─── TEXT FOR ANALYSIS

Read an excerpt. Visit the author’s site. Follow her on Twitter.

9 Comments on “The Big Idea: Nicola Griffith”

  1. I’ve been claiming for years that my ordinary superpower is ‘being able to justify almost anything’, and relating that to helping my writing.

    Glad to know I’m not alone.

    [Runs off to check off book, and author’s website…]

  2. I’m a disabled reader, and I just finished reading this book. It read like a primal scream of rage straight to the brain. ‘Raw spear thrust’ is a good way to put it. I can’t say yet whether I loved it – it’s still processing. But I loved Mara, because dear lord it feels so good to see a disabled person front and center and not being anyone’s inspiration!

  3. I’m disabled and a writer, and writing a disabled viewpoint character in one of my books (why yes I’m writing three books at the moment why are you looking at me like that?) so I DEFINITELY need to read more awesome spec-fic-with-a-disabled-protagonist books. And I’m also setting up an online community (two actually, why are you looking at me like that?) so the idea of “We make the rules” is shining and beautiful. Thank you in advance for writing this.

  4. The excerpt I read on Amazon makes me look forward to the rest of the book. (Also a little discouraged about the urban fantasy I’m currently writing, also set in present-day Atlanta, where I live.)

    Even without MS or other initialized illness, we all enter a stage of progressive disability if we live long enough. I’m old enough to get a feeling that the able-bodied first-person narrative that is my sense of self is being slowly rewritten by a hand other than mine.

    After a diagnosis like MS, I guess that happens in a hurry. It’s happening to someone close to me.

    Nicola, you tell a story that needs to be told and heard. I’m glad you also happen to be a good writer.

  5. I still haven’t started reading the book (I only ever read one at a time) but I just bought it and wanted to say thank you again. Like most Westerners, I was brought up to believe that independence = adulthood. My health broke down when I was 20, and the shame of that is incredibly hard to shake. That is, of course, ableism. I need to learn to see that more clearly, and more deeply.

  6. I would have gotten “So Lucky” anyway but the timing is especially appropriate for two reasons:

    1. I’m still smiling after having finished “Ammonite” and am fantasizing about who could do a good job of adapting the novel as a TV mini-series.

    2. A dear friend and roommate happens to have MS and is a fan of SF/fantasy, so I plan on letting her read the book. Even if her level of English comprehension is high-school grade, I’ll explain points to her if she has questions.

──────

* [TASKS FOR THIS EXERCISE]:
• 1. List every phrase that the comment thread sets inside quotation marks, single or double.
• 2. Copy from the comment thread the part that opens with the words containing "6. I would have" and closes with "a TV mini-series.".
None of the records are needed for this work.

─── GIVEN INFORMATION

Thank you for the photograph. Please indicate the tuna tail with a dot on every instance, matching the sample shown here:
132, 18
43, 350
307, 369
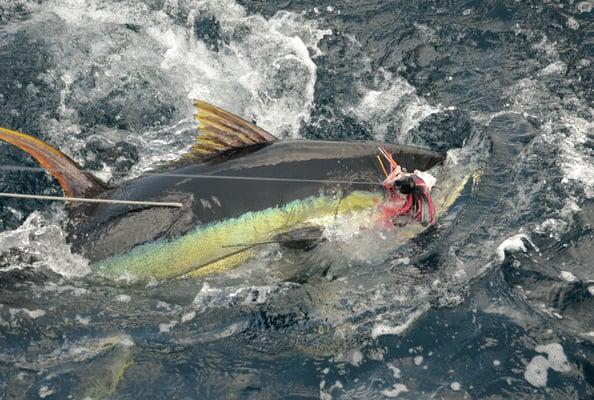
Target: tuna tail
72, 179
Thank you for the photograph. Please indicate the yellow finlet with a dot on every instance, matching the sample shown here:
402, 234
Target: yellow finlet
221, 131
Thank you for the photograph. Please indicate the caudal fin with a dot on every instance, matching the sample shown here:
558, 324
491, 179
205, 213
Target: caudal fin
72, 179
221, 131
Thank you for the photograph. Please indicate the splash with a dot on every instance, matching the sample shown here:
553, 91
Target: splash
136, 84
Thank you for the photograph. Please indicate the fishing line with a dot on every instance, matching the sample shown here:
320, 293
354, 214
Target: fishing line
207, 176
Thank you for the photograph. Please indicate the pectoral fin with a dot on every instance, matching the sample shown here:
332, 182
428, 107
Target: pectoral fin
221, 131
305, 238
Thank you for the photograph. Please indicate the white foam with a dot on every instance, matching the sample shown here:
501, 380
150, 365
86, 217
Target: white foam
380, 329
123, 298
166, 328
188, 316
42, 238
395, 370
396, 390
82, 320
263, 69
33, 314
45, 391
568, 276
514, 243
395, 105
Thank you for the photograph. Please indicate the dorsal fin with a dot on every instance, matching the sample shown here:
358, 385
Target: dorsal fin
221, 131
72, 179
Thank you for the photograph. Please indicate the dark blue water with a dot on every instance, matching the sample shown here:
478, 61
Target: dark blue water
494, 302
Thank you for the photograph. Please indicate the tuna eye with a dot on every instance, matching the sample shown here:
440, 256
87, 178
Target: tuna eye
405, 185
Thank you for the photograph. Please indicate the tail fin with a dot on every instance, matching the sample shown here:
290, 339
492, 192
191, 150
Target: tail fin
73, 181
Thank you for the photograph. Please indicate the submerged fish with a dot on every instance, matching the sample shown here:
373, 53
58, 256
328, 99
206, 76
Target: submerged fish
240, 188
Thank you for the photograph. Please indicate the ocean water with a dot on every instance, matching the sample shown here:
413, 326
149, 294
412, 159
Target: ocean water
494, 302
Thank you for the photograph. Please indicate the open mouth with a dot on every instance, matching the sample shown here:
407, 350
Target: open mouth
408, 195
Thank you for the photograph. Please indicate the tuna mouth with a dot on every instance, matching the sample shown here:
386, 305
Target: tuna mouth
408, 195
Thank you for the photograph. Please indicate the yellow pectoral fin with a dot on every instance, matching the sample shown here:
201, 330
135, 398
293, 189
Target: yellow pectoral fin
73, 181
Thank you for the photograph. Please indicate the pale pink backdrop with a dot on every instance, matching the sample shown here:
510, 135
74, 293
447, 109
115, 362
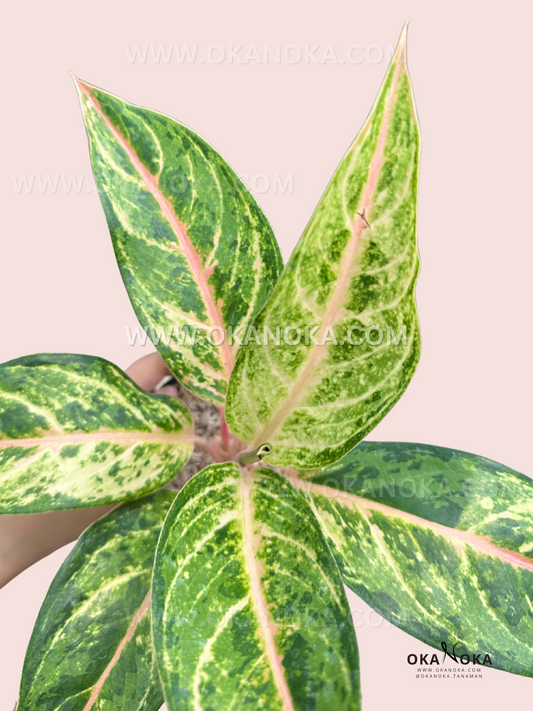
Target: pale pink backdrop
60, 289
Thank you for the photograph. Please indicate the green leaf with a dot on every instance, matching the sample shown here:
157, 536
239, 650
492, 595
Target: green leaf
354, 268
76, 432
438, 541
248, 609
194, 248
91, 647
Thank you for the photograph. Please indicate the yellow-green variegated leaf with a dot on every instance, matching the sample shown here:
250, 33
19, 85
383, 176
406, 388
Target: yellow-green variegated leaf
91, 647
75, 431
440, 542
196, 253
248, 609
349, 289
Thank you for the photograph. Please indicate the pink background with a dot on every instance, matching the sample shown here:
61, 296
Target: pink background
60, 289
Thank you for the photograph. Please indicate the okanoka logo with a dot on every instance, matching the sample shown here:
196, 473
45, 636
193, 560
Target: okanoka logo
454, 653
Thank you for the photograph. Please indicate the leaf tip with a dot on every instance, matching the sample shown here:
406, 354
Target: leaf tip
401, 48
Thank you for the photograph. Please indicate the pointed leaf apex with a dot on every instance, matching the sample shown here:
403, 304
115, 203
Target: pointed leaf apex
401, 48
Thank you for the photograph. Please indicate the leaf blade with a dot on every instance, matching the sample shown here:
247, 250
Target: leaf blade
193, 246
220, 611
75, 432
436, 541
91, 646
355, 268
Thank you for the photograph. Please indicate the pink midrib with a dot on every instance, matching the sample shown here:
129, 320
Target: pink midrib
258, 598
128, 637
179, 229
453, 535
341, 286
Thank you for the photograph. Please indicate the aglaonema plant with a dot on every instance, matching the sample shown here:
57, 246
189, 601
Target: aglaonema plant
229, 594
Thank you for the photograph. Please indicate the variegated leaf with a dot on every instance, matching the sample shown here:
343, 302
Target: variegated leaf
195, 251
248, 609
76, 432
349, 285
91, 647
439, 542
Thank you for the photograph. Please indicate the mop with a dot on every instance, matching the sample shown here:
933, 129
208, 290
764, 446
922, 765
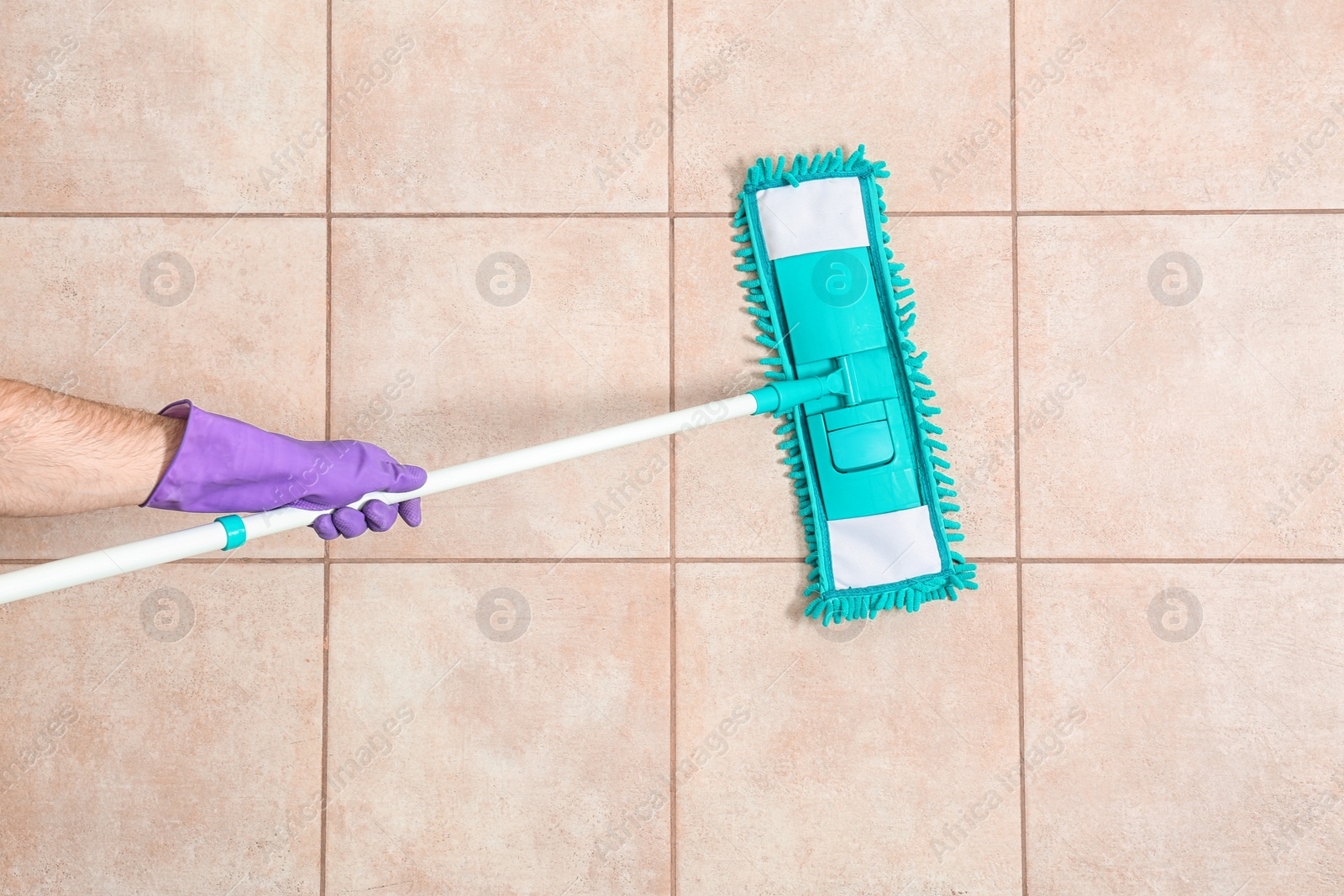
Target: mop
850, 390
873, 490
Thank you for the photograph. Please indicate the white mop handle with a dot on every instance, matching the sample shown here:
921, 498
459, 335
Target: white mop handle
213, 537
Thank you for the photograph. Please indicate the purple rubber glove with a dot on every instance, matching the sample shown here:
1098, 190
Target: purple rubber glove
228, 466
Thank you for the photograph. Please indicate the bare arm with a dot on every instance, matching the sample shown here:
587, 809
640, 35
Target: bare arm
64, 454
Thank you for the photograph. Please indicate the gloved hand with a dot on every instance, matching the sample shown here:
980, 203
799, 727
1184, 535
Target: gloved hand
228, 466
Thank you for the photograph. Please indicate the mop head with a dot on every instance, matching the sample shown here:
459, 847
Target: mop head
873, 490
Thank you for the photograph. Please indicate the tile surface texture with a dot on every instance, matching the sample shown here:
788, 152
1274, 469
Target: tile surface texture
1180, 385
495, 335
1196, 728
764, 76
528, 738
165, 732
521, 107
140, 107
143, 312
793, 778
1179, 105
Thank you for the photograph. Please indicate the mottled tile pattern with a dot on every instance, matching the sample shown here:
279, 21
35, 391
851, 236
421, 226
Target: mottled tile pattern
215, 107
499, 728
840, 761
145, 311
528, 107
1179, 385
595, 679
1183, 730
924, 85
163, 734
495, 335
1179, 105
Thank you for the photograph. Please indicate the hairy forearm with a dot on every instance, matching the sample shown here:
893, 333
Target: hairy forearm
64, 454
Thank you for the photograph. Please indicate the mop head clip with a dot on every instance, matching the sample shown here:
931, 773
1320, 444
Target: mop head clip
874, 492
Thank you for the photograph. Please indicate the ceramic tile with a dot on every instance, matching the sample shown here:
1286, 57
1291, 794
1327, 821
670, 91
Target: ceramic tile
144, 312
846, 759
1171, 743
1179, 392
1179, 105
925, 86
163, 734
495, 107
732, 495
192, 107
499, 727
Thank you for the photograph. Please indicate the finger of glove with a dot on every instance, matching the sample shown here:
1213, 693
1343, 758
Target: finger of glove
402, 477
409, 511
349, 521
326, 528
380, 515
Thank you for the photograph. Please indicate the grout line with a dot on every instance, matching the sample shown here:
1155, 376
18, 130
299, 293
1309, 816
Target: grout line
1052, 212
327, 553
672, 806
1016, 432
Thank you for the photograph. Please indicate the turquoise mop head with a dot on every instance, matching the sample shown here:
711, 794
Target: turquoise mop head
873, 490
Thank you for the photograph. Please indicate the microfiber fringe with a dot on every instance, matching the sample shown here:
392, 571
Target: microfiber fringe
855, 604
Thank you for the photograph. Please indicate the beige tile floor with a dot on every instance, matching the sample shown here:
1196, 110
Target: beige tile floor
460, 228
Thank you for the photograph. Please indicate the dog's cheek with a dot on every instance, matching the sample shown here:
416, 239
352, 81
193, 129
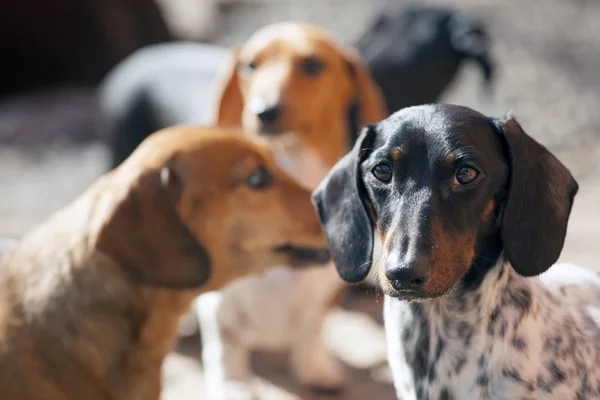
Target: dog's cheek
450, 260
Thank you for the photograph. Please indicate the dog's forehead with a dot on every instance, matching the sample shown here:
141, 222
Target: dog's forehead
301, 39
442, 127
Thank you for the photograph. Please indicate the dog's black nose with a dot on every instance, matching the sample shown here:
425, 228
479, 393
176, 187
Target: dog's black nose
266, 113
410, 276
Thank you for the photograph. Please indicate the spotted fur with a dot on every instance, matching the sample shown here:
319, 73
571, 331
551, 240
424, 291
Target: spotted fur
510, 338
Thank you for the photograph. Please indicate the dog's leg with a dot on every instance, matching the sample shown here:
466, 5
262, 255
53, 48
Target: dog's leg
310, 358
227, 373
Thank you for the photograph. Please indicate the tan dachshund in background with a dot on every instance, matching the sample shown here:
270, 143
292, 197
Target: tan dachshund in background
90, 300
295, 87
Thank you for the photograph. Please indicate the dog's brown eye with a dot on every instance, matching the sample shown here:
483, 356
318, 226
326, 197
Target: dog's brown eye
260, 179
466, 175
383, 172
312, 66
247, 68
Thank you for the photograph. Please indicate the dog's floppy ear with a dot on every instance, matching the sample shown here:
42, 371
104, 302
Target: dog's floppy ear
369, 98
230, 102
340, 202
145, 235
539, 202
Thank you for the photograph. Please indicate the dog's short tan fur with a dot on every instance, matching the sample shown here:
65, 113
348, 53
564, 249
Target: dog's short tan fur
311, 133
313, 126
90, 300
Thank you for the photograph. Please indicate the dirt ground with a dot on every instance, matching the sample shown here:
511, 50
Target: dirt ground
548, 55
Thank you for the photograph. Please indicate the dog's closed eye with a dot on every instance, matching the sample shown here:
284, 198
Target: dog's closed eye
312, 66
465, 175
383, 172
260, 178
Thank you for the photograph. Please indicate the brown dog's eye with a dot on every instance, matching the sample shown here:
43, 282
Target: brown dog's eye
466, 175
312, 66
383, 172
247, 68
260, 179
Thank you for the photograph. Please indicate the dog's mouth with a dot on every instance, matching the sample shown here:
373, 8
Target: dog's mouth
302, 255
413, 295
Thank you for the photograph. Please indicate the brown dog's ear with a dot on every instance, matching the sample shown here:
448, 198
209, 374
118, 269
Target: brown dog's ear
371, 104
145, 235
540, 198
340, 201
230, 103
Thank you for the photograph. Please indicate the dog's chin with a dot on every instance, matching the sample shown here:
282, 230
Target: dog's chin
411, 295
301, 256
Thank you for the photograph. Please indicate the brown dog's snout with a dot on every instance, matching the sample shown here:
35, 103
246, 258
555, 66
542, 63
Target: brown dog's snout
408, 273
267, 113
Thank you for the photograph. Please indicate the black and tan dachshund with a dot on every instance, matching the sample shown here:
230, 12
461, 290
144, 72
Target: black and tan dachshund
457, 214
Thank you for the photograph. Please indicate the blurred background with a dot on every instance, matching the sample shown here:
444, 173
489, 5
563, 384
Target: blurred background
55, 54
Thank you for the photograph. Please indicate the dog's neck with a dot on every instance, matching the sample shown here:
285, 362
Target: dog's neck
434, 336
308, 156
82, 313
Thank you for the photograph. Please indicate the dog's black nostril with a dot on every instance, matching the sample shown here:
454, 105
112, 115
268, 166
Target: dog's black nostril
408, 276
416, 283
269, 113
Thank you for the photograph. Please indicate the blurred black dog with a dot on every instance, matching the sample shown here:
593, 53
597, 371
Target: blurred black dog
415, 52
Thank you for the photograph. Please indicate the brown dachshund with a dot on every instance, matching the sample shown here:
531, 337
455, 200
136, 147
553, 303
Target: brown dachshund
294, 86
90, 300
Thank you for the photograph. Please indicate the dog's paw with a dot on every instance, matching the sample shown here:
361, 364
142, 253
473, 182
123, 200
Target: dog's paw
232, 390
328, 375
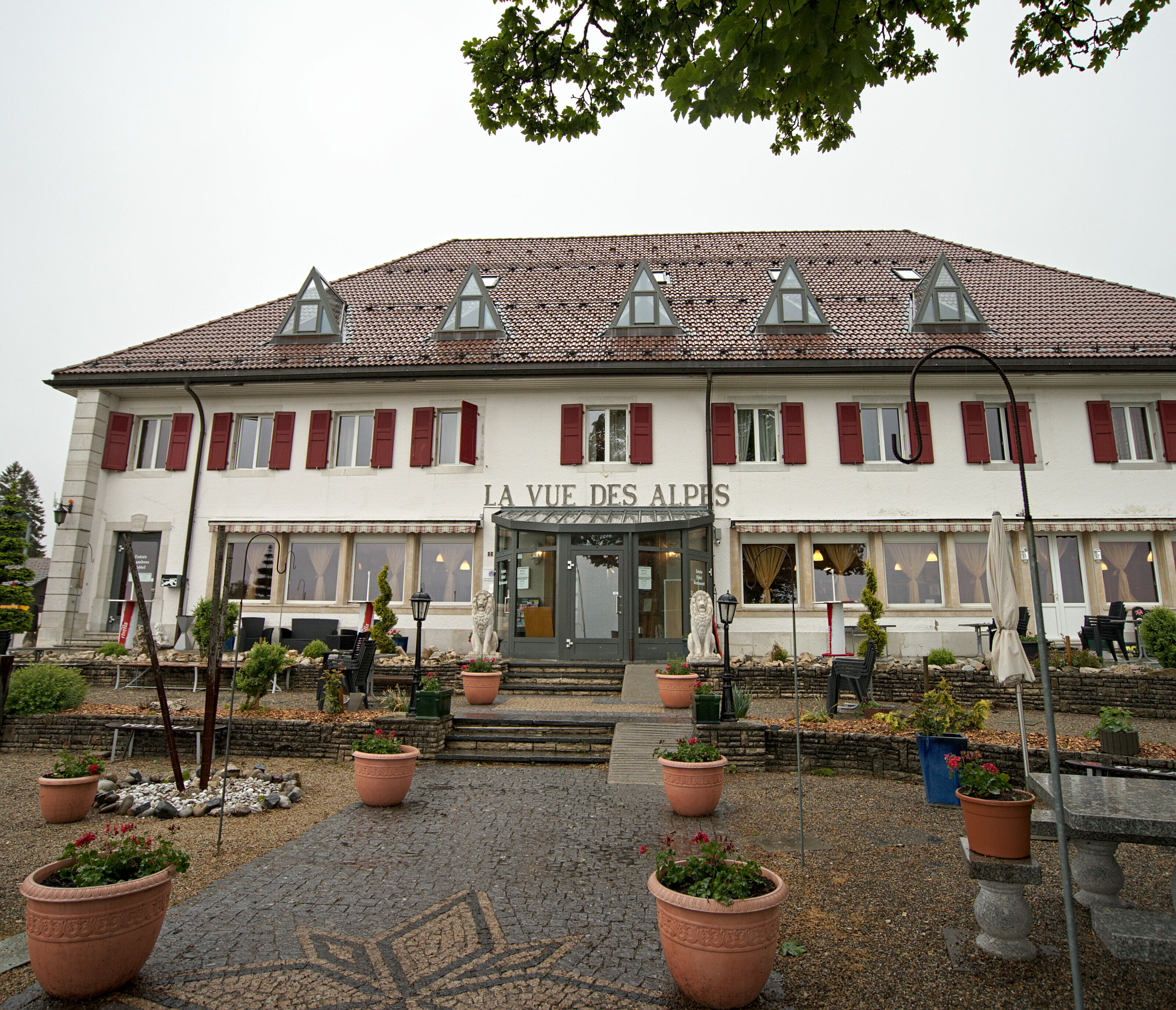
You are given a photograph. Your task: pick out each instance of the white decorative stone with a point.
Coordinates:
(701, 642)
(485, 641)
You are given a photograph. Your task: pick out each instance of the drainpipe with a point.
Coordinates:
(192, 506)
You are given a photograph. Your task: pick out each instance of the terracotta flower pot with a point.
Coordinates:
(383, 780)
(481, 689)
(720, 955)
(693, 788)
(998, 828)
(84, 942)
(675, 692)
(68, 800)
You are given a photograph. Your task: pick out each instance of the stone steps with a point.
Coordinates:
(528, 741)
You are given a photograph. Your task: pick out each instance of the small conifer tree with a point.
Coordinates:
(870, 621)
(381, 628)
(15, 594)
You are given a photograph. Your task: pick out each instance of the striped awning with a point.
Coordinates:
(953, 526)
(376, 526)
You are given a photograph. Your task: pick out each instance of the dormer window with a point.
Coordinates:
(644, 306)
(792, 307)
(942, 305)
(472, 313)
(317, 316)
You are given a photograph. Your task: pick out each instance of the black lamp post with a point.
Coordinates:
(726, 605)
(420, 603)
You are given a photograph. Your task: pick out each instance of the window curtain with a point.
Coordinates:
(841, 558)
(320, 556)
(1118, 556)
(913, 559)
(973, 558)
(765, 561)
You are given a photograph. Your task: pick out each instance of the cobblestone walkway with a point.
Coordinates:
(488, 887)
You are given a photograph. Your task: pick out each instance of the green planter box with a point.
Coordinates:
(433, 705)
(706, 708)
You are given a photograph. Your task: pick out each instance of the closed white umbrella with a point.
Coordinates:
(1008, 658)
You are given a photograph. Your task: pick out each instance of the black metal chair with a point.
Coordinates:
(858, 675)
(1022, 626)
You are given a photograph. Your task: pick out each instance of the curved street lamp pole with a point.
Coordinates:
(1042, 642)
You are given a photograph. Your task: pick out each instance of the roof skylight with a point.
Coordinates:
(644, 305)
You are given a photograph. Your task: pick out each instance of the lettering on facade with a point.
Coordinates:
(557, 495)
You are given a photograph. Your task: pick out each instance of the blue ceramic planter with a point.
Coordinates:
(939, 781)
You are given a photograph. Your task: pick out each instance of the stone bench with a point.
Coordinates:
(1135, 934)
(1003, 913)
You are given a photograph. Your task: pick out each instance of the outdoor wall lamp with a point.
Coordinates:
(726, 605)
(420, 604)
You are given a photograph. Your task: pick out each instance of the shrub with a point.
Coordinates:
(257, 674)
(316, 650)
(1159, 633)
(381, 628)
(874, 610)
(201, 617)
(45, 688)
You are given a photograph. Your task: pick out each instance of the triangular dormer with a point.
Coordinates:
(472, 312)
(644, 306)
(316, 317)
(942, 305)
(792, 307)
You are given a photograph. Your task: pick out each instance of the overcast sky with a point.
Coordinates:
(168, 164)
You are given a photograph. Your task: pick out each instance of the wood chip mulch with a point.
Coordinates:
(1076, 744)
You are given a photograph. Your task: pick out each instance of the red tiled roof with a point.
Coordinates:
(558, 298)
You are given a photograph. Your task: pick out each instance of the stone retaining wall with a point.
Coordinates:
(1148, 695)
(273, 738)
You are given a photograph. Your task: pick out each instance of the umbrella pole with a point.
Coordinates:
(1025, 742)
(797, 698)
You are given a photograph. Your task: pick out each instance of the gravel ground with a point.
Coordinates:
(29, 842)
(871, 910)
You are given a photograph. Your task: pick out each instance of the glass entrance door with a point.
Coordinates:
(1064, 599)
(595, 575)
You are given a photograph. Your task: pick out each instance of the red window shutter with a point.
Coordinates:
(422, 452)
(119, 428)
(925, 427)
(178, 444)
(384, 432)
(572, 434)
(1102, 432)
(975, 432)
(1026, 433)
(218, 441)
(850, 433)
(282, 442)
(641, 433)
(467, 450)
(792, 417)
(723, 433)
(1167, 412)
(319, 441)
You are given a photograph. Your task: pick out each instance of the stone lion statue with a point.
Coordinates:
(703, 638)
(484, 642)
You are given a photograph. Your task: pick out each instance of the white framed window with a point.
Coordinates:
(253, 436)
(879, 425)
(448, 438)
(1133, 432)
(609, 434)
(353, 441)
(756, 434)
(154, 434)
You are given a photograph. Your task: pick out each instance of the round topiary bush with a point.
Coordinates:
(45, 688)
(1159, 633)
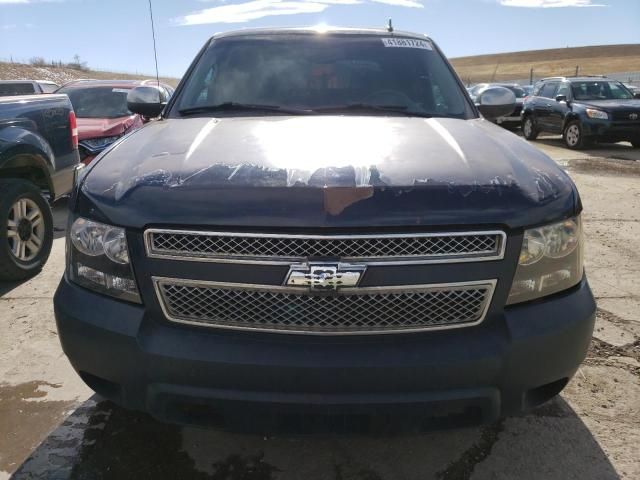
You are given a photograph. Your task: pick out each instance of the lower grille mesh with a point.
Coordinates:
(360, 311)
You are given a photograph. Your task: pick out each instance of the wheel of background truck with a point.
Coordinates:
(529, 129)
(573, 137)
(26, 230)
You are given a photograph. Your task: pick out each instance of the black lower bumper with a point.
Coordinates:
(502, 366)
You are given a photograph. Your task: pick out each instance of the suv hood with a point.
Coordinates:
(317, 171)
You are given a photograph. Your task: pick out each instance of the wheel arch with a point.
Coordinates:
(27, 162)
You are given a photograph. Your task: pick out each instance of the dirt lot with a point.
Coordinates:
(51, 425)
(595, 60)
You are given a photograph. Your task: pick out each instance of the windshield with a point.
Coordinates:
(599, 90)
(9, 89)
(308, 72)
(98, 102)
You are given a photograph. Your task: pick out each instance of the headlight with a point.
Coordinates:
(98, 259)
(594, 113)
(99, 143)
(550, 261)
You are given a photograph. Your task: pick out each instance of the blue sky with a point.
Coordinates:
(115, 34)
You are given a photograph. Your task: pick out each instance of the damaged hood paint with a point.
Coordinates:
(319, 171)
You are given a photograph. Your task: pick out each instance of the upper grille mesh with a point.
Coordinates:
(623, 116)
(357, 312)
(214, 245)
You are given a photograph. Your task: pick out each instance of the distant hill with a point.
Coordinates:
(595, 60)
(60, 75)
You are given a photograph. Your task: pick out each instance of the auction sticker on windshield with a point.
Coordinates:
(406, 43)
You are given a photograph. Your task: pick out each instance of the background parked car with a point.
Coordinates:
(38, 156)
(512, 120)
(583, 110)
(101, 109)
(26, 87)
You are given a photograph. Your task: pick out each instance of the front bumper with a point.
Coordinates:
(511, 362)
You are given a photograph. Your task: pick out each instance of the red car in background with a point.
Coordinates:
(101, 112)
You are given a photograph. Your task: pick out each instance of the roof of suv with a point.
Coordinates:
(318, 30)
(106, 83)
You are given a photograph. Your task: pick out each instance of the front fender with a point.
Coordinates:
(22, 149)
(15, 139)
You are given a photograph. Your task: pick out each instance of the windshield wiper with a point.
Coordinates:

──────

* [TASK RESPONSES]:
• 1.
- The Big Idea: Nicola Griffith
- being able to justify almost anything
- Raw spear thrust
- We make the rules
- So Lucky
- Ammonite

• 2.
6. I would have gotten “So Lucky” anyway but the timing is especially appropriate for two reasons:

    1. I’m still smiling after having finished “Ammonite” and am fantasizing about who could do a good job of adapting the novel as a TV mini-series.